> What you need to do: Convert the lines from the one containing "Could you kindly tag the person" through the one containing "Target: person in white shirt", both included, into a JSON list of strings with one string per line, omitting blank lines and leaving out the pictures.

> Data:
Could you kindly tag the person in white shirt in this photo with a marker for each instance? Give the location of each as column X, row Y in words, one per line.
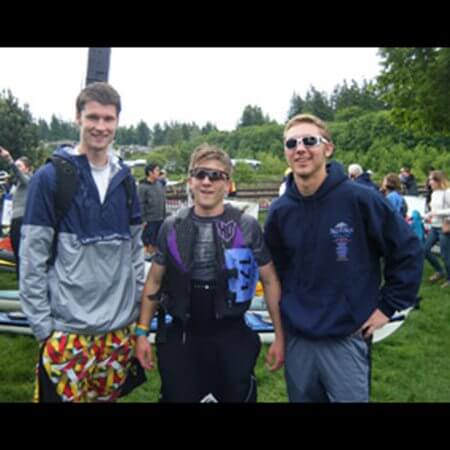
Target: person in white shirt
==
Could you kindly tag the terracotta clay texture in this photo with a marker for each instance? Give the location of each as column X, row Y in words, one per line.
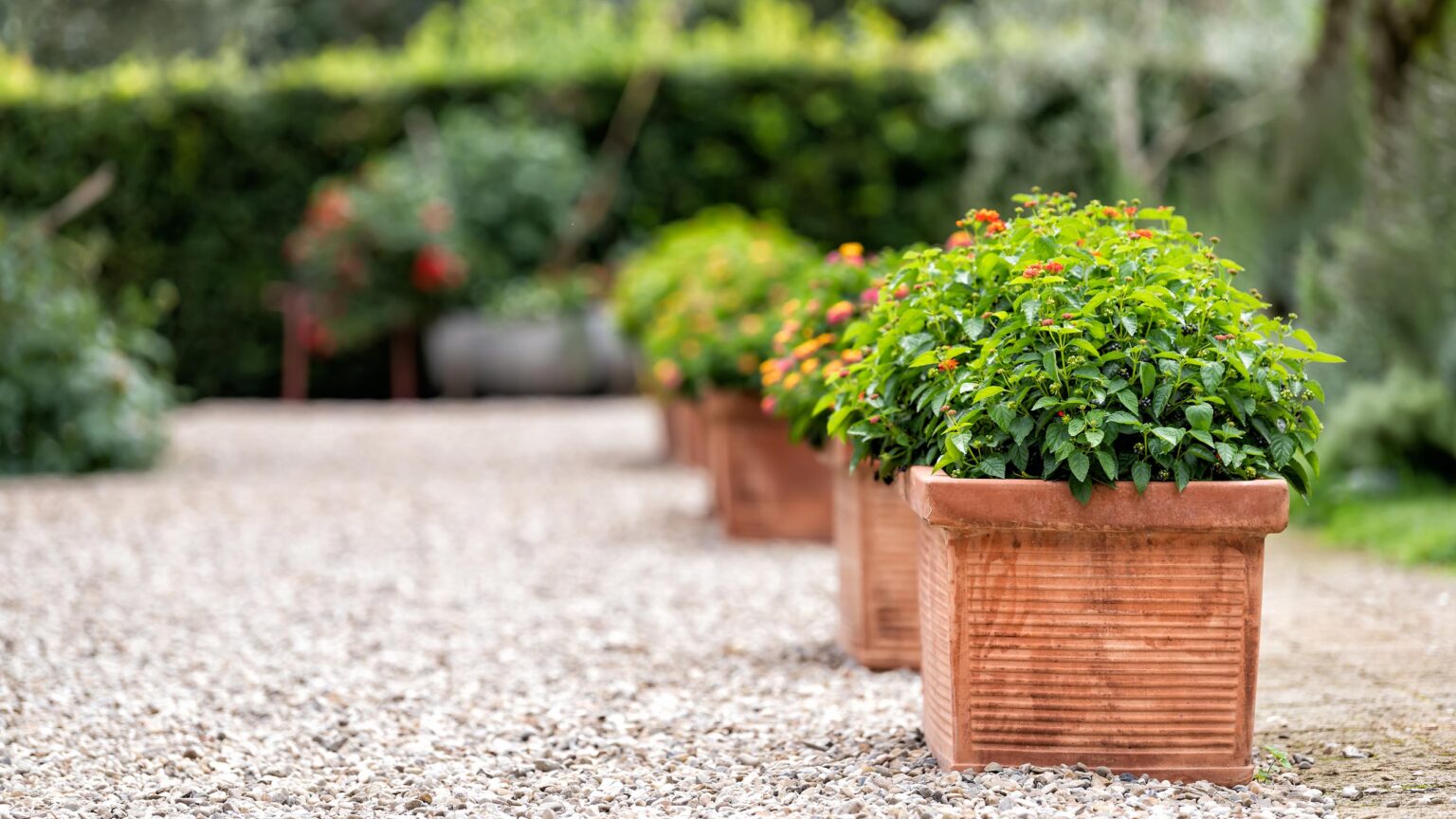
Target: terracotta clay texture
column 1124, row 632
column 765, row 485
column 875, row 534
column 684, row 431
--
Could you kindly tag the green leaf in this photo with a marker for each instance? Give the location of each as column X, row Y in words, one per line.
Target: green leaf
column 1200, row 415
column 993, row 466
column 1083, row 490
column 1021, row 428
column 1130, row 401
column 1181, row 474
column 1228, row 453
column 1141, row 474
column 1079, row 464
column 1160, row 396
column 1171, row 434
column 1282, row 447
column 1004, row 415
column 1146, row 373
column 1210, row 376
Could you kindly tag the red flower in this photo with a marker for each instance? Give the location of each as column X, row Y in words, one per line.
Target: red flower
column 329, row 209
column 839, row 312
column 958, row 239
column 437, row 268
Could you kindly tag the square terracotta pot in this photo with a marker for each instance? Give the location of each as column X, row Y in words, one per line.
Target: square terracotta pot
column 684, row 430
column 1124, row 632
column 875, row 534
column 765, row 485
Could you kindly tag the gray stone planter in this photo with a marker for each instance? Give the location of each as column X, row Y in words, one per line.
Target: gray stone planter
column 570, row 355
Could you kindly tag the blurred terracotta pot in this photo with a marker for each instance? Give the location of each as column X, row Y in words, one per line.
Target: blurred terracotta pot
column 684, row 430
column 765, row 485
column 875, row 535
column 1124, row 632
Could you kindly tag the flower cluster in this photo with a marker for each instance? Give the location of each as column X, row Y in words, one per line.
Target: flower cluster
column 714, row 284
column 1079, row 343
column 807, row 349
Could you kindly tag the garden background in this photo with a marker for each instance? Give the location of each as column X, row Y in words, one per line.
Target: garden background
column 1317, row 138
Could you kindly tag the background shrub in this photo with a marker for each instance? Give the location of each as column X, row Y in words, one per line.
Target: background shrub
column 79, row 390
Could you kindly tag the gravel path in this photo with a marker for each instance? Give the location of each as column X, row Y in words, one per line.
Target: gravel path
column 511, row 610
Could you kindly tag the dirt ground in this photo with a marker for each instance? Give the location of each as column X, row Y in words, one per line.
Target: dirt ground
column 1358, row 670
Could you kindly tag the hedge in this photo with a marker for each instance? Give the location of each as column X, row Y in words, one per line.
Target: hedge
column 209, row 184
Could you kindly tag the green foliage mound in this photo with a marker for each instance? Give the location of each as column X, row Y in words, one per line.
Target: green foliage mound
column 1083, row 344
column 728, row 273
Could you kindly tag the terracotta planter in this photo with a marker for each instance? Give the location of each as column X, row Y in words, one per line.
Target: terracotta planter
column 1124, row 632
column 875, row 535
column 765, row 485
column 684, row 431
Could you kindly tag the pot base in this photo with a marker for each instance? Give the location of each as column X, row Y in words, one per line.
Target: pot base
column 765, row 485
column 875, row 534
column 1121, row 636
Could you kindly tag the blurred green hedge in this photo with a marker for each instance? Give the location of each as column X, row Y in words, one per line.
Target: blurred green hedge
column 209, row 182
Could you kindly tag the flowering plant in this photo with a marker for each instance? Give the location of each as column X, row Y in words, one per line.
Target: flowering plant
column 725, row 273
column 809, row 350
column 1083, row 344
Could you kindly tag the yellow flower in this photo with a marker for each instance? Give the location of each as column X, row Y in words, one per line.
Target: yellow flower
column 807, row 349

> Result:
[
  "Could you kindly tag the person in white shirt in this photo with a marker for each instance? Give the location of each as column X, row Y in words, one per line.",
  "Target: person in white shirt"
]